*** TEXT SHOWN ***

Cults, Dystopia, End-of-Times
When a publishing friend said she wanted me to read a galley, I was resistant. I have a pretty big to-be-read pile already. This was a June 2020 pub. It was January and I was facing the winter piles and catching up on 2019.
She said it was from a young author who was mentored by We Need Diverse Books. That caught my attention but I continued my non-committal hmmm, hmmms.
She said it was about a girl who was raised in a doomsday cult. Whoa, that was exactly my jam. How soon could I get the arc?
Raised-in-a-cult
I can’t really explain how I am drawn to this kind of book. The outside typical society books. First person narrative, fiction or non-fiction.
My most recent reads were non-fiction, Educated: A Memoir by Tara Westover.
Westover’s life growing up in a Christian cult, homeschooled, fearful of anyone or anything beyond the immediate family.
and Leaving The Witness by Amber Scorah. Scorah’s memoir of the life of growing up within faithful Jehovah’s Witness family and what it meant to give up everything she knew to be true to have a completely different life than the one she was raised to believe.
I would consider these YA/Adult crossovers and fine for a high-school library.
Dystopian Cult
And a book that has stuck with me over the years is Running Out of Time by Margaret Haddix. Haddix combines the claustrophobic unquestioning beliefs of young girl growing up in what can only be called a cloistered community with imaginative fantasy. (Haddix is also the author of Leaving Fishers, about a girl in a cult)
Ability to Suspend Disbelief
Looking back to my middle school reading, that was when the speculative fiction of Heinlein and Bradbury, Asimov and Triptree, LeGuin and Henderson, Wilhelm and Zimmer Bradley consumed my attention,. The titles that I read over and over were Alas, Babylon and A Canticle for Lebowitz.
These were very different premises but very real to me. There could be a nuclear holocaust. What would society be like in the wake of that kind of catastrophic event? How would people survive? What would they believe? What is faith?
AND THEN THERE WAS
Octavia Butler, Parable of the Sower
Butler describes a dystopian future of climate change, economic, and sociological crisis. The protagonist, Lauren Olamina founds a belief system, a religion. The religion is organized around a central proposition: the inevitability of change, and the consequent need to be adaptable and flexible in response to change.
God is Power—
Infinite,
Irresistible,
Inexorable,
And yet, God is Pliable—
Trickster,
Teacher,
Chaos,
Clay.
God exists to be shaped.
God is Change.
Parable of the Sower was speculative fiction that spoke to my heart. There was no need to suspend disbelief. I already knew the future would be as described. We are there now.
In Butler’s own words to an audience at MIT “Sometime ago I read some place that Robert A. Heinlein had these three categories of science-fiction stories: the what-if category; the if-only category; and the if-this-goes-on category,” Butler told an audience at MIT in 1998. “And I liked the idea. So this is definitely an if-this-goes-on story. And if it’s true, if it’s anywhere near true, we’re all in trouble.” ( Canavan, Gerry, Los Angeles Review of Books, June 9, 2014, https://lareviewofbooks.org/article/theres-nothing-new-sun-new-suns-recovering-octavia-e-butlers-lost-parables)
Agnes At The End of the World
Back to that galley.
Anyone who has read narratives about Warren Jeffs or first person accounts of fundamentalist Mormon sects (the bestselling Escape by Carolyn Jessup comes to mind) ruled by one older messianic figure with multiple child brides will recognize the society that McWillams builds here.

*** End of TEXT SHOWN ***
*** RAW DATA ***

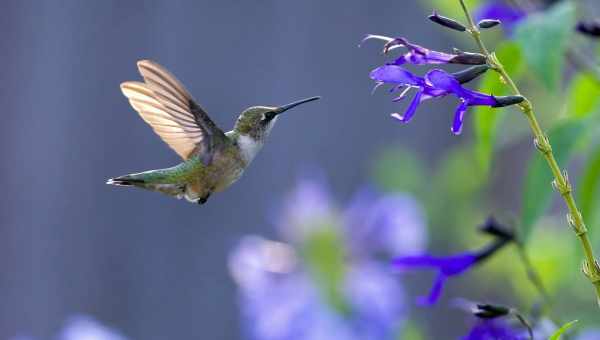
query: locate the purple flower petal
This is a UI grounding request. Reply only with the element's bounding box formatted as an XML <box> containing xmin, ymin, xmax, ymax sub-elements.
<box><xmin>452</xmin><ymin>101</ymin><xmax>469</xmax><ymax>135</ymax></box>
<box><xmin>475</xmin><ymin>0</ymin><xmax>527</xmax><ymax>32</ymax></box>
<box><xmin>393</xmin><ymin>252</ymin><xmax>477</xmax><ymax>276</ymax></box>
<box><xmin>417</xmin><ymin>273</ymin><xmax>447</xmax><ymax>306</ymax></box>
<box><xmin>425</xmin><ymin>69</ymin><xmax>463</xmax><ymax>93</ymax></box>
<box><xmin>393</xmin><ymin>252</ymin><xmax>477</xmax><ymax>305</ymax></box>
<box><xmin>370</xmin><ymin>65</ymin><xmax>423</xmax><ymax>86</ymax></box>
<box><xmin>392</xmin><ymin>91</ymin><xmax>423</xmax><ymax>123</ymax></box>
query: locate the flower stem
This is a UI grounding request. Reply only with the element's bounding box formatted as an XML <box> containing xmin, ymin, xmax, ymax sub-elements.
<box><xmin>459</xmin><ymin>0</ymin><xmax>600</xmax><ymax>305</ymax></box>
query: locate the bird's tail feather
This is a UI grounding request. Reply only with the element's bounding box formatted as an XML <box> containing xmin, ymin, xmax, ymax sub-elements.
<box><xmin>106</xmin><ymin>170</ymin><xmax>185</xmax><ymax>198</ymax></box>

*** End of RAW DATA ***

- WHAT YOU SHOULD DO
In the text above about cult and dystopian books, what central proposition organizes the religion that Lauren Olamina founds in Parable of the Sower?

- WRITTEN SOLUTION
The inevitability of change, and the consequent need to be adaptable and flexible in response to change.